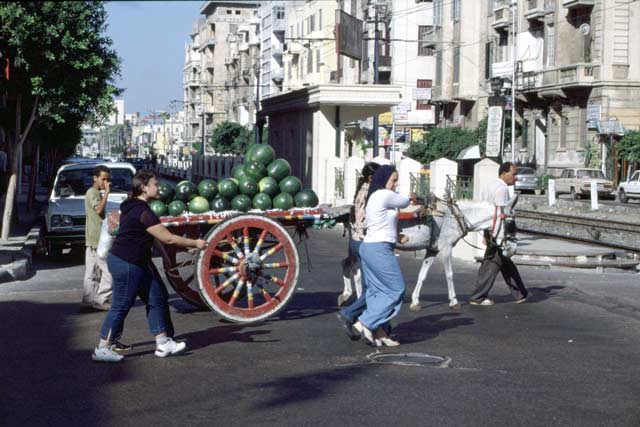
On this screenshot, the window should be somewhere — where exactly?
[418,25,433,56]
[416,79,433,110]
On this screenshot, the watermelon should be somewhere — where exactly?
[245,144,276,167]
[198,179,218,200]
[158,182,174,203]
[244,162,267,182]
[238,177,258,197]
[175,181,198,202]
[189,196,209,213]
[231,194,251,212]
[293,188,319,208]
[253,193,273,211]
[267,159,291,182]
[273,193,293,211]
[167,200,187,216]
[210,197,231,212]
[258,176,280,197]
[149,200,167,217]
[218,178,238,199]
[231,163,247,181]
[279,176,302,196]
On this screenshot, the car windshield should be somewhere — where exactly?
[53,167,133,197]
[578,170,604,179]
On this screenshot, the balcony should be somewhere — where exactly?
[491,5,511,30]
[562,0,596,9]
[524,0,545,21]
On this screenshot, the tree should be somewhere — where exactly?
[209,121,255,155]
[407,127,478,165]
[0,1,120,240]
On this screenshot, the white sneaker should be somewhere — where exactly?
[91,347,124,362]
[156,338,187,357]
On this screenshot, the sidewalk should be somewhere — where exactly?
[0,183,47,283]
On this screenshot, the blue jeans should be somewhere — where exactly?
[340,239,367,323]
[359,242,406,331]
[100,254,172,341]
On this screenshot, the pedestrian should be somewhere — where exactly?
[353,165,416,346]
[92,169,206,362]
[81,165,112,311]
[338,162,380,339]
[469,162,527,306]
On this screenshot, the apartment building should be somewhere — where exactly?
[183,1,260,152]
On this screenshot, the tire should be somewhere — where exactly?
[618,188,629,203]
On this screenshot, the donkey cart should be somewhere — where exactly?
[155,207,348,323]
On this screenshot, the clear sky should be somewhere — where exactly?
[105,1,204,114]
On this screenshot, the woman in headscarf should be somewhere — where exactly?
[353,165,416,346]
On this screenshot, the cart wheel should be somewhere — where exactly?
[197,214,300,323]
[155,240,207,308]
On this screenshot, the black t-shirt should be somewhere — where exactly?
[111,199,160,267]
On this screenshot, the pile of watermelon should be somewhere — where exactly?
[149,144,318,216]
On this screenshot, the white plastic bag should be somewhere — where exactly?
[96,218,114,259]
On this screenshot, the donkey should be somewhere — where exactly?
[338,196,518,311]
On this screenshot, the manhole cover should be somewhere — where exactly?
[367,353,451,368]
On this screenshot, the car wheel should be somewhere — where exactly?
[618,189,629,203]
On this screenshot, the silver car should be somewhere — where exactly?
[515,166,540,191]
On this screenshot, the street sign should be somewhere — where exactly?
[486,106,502,157]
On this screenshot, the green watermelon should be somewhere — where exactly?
[273,193,293,211]
[253,193,273,211]
[231,163,247,181]
[258,176,280,197]
[175,181,198,202]
[198,179,218,200]
[218,178,238,199]
[167,200,187,216]
[279,176,302,196]
[245,144,276,167]
[238,177,258,197]
[149,200,167,217]
[189,196,209,213]
[293,188,319,208]
[210,197,231,212]
[231,194,251,212]
[267,159,291,182]
[244,162,267,182]
[158,182,174,203]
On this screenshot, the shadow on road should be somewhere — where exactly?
[0,301,132,426]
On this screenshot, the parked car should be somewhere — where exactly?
[515,166,540,191]
[43,162,136,258]
[555,168,615,199]
[618,171,640,203]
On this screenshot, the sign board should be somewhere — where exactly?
[413,87,431,101]
[336,10,364,61]
[486,106,502,157]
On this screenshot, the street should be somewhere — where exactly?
[0,230,640,426]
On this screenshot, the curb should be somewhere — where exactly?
[0,226,40,283]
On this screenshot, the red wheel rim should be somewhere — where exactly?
[197,214,299,323]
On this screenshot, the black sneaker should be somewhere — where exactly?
[111,341,133,351]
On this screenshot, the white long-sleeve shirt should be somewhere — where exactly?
[364,189,410,243]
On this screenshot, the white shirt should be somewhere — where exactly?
[364,189,409,243]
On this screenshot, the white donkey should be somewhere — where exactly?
[338,197,517,311]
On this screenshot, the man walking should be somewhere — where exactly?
[469,162,528,306]
[82,165,112,311]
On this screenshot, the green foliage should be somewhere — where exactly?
[209,122,264,155]
[617,130,640,162]
[407,127,478,164]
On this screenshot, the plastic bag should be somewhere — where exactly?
[96,218,114,259]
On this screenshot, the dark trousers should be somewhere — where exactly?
[471,239,527,302]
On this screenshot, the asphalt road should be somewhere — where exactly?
[0,230,640,426]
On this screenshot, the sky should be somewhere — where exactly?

---

▶ [Task]
Reproduce, without any alteration, the lines of the data above, beginning with the line that contains "On this screenshot, the sidewalk" and continuing through the line that contains "[149,144,318,216]", both of these lines included.

▶ [Reply]
On this screenshot, the sidewalk should be somewhere — where exactly?
[0,183,47,283]
On this screenshot, the blue jeans should be somewhere — where exactly?
[340,239,367,323]
[359,242,406,331]
[100,254,172,341]
On this screenshot, the pedestrian should be somewhere — where exactly?
[353,165,416,346]
[92,169,206,362]
[81,165,112,311]
[338,162,380,339]
[469,162,527,306]
On this screenshot, the apartment building should be somewhere — where exactly?
[183,1,260,152]
On this screenshot, the tire should be somewhere — where exactly?
[618,188,629,203]
On this screenshot, the donkey cart should be somewhere — where exactly?
[155,207,348,323]
On this screenshot, the clear sky should be somewhere — where exactly?
[105,1,204,114]
On this screenshot, the woman in headscarf should be somewhere — where exactly?
[353,165,416,346]
On this screenshot, the cart wheel should be somewhere — where exactly?
[197,214,300,323]
[155,240,207,308]
On this screenshot, the black t-shirt should be somewhere — where exactly?
[111,199,160,267]
On this screenshot, the pile of watermelon should be somewhere — where exactly?
[149,144,318,216]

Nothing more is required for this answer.